Directions >>
Give the material again from the line containing "chrome exhaust stack." through the end, swapping "interface" for "screenshot" and leaving everything else unchanged.

■ ■ ■ ■

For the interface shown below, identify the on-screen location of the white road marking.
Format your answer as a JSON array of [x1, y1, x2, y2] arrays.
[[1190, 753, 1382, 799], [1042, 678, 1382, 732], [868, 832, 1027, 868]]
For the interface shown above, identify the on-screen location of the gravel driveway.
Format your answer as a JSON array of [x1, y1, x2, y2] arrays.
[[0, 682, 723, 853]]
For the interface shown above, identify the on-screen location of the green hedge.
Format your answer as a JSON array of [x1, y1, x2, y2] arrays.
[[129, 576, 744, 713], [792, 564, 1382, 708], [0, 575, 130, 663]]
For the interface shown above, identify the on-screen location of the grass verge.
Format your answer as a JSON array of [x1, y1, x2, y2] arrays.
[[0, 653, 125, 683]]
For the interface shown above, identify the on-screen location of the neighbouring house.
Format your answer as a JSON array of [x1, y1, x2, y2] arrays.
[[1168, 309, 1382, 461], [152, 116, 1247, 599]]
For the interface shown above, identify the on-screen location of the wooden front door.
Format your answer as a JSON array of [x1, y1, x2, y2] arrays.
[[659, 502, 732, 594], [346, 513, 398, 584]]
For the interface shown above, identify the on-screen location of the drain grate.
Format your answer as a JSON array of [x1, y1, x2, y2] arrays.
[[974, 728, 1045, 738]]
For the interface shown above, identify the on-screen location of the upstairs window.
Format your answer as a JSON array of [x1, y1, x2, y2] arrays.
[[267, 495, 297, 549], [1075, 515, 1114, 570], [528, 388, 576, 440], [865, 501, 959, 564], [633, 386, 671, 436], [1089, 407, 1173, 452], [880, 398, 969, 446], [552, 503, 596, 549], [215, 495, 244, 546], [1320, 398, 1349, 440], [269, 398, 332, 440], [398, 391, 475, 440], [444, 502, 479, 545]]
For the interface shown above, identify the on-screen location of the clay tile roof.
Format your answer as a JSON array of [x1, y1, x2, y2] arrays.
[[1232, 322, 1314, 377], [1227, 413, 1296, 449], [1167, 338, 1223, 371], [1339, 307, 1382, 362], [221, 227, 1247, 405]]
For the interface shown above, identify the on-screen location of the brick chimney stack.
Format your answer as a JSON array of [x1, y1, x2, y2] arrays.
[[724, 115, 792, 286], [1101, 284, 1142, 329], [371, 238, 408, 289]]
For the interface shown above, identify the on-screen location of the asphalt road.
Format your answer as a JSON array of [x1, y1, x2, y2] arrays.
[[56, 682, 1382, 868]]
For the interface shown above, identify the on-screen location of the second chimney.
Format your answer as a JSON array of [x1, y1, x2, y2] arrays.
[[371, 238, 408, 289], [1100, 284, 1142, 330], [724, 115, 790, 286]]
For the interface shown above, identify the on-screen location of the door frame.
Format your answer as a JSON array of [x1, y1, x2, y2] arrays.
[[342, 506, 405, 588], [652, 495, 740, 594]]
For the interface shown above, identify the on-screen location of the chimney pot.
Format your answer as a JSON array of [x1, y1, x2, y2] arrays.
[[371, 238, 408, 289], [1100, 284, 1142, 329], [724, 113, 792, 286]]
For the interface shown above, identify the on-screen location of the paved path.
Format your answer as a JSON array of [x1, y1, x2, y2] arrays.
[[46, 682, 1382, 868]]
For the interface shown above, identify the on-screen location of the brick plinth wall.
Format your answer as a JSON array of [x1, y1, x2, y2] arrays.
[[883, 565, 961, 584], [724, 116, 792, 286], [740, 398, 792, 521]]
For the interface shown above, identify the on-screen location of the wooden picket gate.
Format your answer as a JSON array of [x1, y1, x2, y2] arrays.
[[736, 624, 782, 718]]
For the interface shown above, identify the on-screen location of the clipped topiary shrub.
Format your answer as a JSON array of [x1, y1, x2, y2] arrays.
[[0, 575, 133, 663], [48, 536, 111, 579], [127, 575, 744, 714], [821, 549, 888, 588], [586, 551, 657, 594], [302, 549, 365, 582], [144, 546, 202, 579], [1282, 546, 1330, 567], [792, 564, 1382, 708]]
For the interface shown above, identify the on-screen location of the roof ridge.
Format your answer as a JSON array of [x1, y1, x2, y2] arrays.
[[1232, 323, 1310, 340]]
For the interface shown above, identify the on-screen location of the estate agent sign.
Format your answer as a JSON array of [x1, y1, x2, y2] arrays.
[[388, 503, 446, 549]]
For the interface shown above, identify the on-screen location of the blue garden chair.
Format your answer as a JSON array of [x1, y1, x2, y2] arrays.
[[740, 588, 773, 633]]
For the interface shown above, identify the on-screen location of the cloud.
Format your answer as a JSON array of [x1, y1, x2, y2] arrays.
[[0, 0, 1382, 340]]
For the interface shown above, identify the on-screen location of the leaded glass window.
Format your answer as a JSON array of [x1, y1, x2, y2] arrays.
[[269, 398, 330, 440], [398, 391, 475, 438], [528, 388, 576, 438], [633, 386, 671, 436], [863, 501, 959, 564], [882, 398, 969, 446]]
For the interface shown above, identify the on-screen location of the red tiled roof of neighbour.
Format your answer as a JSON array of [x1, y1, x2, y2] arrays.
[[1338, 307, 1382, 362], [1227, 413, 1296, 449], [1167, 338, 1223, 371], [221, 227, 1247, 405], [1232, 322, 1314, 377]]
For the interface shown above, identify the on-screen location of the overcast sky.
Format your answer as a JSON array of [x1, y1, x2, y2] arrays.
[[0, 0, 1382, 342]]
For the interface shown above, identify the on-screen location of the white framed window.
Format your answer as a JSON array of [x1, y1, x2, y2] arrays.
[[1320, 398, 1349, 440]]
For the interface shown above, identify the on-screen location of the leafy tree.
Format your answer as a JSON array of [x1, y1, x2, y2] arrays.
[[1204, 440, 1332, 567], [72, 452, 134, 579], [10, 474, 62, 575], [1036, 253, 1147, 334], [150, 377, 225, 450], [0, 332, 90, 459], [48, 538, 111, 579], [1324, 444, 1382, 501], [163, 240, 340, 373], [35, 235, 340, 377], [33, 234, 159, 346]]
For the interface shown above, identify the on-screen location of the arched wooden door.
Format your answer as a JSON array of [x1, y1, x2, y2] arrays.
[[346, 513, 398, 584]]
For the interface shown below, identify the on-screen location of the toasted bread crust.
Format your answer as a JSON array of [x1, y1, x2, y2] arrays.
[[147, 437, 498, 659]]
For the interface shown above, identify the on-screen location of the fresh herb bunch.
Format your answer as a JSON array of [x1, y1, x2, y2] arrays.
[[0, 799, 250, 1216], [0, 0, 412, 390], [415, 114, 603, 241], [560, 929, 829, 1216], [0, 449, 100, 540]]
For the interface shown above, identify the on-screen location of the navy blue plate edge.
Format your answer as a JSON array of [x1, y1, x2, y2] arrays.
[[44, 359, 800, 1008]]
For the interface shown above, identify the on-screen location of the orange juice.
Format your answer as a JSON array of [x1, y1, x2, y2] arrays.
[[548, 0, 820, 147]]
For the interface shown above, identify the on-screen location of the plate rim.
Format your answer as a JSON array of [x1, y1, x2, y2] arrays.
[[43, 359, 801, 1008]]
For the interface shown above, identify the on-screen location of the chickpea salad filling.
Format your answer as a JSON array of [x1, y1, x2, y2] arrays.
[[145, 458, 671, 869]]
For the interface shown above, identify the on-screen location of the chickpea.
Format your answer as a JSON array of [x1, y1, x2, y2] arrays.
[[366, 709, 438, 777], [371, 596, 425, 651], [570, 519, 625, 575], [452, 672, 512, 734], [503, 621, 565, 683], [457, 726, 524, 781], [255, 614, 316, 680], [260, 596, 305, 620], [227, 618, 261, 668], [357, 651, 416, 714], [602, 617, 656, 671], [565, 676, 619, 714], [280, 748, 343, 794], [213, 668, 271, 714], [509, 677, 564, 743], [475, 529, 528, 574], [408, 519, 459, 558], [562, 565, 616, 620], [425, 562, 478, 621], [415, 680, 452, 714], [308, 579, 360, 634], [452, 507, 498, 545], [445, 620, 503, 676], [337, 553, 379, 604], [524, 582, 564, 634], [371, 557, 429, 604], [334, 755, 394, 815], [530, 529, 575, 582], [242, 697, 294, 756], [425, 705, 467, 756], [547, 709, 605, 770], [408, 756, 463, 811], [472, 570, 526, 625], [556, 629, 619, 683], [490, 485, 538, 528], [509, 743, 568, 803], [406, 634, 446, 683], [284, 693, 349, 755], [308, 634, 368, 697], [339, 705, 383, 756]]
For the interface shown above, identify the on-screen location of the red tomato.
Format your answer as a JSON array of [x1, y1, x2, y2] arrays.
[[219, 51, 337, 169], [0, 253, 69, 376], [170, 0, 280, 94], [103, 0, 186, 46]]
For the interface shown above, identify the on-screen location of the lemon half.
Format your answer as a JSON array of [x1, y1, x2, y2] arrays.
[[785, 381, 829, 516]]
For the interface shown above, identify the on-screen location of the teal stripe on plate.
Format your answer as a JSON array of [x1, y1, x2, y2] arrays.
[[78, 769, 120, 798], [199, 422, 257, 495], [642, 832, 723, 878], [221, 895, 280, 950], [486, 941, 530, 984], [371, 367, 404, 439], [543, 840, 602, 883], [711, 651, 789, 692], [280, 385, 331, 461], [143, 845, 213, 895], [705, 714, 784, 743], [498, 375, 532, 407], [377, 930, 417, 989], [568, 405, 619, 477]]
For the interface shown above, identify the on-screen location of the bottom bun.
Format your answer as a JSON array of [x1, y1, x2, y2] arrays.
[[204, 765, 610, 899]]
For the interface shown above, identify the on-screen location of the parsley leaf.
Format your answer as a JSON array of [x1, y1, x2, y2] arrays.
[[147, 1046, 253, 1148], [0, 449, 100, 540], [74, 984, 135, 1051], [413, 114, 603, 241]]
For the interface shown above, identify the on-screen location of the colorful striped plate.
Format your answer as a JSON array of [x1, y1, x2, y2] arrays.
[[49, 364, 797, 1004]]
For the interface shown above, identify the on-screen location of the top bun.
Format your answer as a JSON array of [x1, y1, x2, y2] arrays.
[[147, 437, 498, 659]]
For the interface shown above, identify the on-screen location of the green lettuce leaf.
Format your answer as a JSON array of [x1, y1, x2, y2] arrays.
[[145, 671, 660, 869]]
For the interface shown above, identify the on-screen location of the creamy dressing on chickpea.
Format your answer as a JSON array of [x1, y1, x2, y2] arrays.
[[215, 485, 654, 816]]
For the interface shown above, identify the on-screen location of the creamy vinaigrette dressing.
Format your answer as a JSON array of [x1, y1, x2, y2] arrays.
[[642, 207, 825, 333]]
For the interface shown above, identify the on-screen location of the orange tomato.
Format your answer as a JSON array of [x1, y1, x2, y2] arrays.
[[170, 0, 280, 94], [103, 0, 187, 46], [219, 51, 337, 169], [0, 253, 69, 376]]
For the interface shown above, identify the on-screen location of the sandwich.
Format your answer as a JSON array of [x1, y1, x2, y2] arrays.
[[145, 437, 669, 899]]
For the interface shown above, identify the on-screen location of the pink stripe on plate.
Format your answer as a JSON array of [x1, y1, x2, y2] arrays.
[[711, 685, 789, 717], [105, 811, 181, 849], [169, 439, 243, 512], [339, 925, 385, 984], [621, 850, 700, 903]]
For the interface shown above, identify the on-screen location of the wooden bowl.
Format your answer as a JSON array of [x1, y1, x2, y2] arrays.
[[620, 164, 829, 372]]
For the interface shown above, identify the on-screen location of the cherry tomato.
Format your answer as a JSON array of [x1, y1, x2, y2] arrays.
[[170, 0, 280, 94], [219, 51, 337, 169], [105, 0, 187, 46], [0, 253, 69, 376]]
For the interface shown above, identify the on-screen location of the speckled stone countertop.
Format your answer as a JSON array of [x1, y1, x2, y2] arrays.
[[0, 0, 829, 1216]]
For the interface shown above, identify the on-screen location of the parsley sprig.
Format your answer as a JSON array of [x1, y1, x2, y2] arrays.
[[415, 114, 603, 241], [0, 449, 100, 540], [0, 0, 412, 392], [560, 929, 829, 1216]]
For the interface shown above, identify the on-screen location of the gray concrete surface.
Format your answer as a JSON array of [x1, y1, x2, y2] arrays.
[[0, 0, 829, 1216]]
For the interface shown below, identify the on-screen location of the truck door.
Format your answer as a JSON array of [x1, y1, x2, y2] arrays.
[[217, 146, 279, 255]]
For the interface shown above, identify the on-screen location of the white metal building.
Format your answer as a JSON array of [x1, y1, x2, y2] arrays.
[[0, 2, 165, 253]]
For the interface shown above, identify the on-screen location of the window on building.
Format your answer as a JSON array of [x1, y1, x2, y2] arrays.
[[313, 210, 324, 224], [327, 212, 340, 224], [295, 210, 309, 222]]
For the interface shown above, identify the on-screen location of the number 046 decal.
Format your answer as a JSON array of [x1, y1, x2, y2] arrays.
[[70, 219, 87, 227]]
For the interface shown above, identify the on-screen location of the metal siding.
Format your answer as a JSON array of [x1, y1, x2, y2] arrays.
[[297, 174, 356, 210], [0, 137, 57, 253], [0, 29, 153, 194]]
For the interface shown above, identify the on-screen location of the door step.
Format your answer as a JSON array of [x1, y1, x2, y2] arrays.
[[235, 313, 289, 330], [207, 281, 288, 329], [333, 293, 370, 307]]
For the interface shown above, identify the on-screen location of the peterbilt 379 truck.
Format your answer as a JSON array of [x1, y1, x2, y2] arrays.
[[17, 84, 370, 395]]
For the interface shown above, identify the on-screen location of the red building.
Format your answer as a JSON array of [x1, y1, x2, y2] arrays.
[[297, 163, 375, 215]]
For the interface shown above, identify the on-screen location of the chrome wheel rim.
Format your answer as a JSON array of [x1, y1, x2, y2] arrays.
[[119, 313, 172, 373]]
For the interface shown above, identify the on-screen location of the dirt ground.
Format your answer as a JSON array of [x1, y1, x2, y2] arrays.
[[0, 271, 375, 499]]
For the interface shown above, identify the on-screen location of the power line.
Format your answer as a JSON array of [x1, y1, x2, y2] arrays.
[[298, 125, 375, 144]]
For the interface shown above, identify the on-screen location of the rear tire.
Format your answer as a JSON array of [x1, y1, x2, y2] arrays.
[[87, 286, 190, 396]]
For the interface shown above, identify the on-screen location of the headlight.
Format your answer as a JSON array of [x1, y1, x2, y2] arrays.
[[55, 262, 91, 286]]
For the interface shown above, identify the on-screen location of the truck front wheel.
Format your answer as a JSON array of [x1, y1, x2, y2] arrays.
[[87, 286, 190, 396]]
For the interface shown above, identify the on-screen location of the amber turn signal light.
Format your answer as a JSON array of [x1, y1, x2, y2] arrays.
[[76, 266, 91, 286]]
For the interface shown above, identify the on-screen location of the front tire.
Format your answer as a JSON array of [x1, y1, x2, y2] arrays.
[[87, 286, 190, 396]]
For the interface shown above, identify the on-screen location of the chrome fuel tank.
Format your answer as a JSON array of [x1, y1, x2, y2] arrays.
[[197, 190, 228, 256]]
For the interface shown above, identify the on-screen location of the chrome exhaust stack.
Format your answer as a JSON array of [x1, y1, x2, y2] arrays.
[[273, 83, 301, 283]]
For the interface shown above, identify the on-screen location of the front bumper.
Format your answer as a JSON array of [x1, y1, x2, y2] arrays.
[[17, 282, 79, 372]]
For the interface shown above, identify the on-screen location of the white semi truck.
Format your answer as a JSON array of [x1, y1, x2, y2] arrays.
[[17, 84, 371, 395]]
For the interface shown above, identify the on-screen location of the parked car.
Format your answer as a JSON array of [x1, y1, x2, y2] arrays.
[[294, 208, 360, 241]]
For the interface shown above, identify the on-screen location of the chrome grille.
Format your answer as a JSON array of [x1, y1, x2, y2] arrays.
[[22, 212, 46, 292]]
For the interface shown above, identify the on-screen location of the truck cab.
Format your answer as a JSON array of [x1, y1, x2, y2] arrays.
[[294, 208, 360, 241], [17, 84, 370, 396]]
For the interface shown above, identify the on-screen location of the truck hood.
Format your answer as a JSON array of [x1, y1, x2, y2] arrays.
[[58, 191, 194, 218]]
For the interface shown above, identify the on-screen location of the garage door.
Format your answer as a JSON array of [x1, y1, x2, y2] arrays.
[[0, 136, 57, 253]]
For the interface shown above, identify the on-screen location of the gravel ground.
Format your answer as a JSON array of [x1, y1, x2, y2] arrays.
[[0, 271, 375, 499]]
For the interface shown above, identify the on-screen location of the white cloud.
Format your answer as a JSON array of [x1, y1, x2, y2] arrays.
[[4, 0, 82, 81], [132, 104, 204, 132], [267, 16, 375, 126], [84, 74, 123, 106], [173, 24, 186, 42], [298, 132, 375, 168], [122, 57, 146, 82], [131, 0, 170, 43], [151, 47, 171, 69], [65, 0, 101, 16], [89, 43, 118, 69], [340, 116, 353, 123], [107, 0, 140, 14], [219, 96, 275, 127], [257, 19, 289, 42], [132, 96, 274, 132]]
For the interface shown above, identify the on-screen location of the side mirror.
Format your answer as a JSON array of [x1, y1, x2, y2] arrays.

■ ■ ■ ■

Full response >>
For the screenshot shown above, identify the on-screen location of the chrome exhaust stack.
Format your answer as a JSON array of [x1, y1, x2, y2] arrays.
[[273, 83, 301, 283]]
For the screenshot shown above, identify the on-screen location of the front bumper.
Format your answer as a JSON array of [x1, y1, x2, y2] arrays.
[[17, 282, 79, 372]]
For the screenshot shown above, identify the on-screen location of the white semi truck.
Format your answer as a JSON array of [x1, y1, x2, y2] arrays.
[[17, 84, 371, 395]]
For the screenshot shown above, identify the on-screen location of the parked car.
Format your answer as a JSON array of [x1, y1, x2, y2] arrays.
[[294, 208, 360, 241]]
For the screenshot shown above, identify the on-screen location of the chrome grille.
Format your answer as a JSON array of [x1, y1, x2, y2] arrays.
[[22, 212, 46, 292]]
For the screenshot shown above, identify the on-screen location of the truck cab.
Format your answer as a JSON array of [x1, y1, x2, y2] arrays.
[[294, 208, 360, 241], [17, 84, 370, 396]]
For the screenshot shown above, identify the on-screen location of the truck hood.
Format your answer as a JSON array of [x1, y1, x2, y2] arrays.
[[58, 191, 194, 218]]
For the screenshot shown above, identify the on-screen location of the garage door.
Format your answer as a JSON array of [x1, y1, x2, y2] arrays.
[[0, 136, 57, 253]]
For the screenshot shown above, identify the on-screen location of the gravel ground.
Format your answer as a JSON array of [x1, y1, x2, y2] arrays.
[[0, 271, 375, 499]]
For the screenshot shown above, identify the on-screen location of the white cloud.
Format your answer as a JSON array of [x1, y1, x2, y2] arrays.
[[4, 0, 82, 81], [132, 104, 204, 132], [267, 16, 375, 126], [84, 74, 123, 106], [173, 24, 186, 42], [298, 132, 375, 168], [122, 57, 146, 82], [131, 0, 170, 43], [151, 47, 171, 69], [65, 0, 101, 16], [89, 43, 118, 69], [340, 116, 353, 123], [107, 0, 140, 14], [219, 96, 275, 127], [257, 19, 289, 42], [132, 96, 274, 132]]
For the screenshot shown above, identify the on-screen location of the side mirror.
Format your answer as a JSON array of [x1, y1, x2, y2] arrays.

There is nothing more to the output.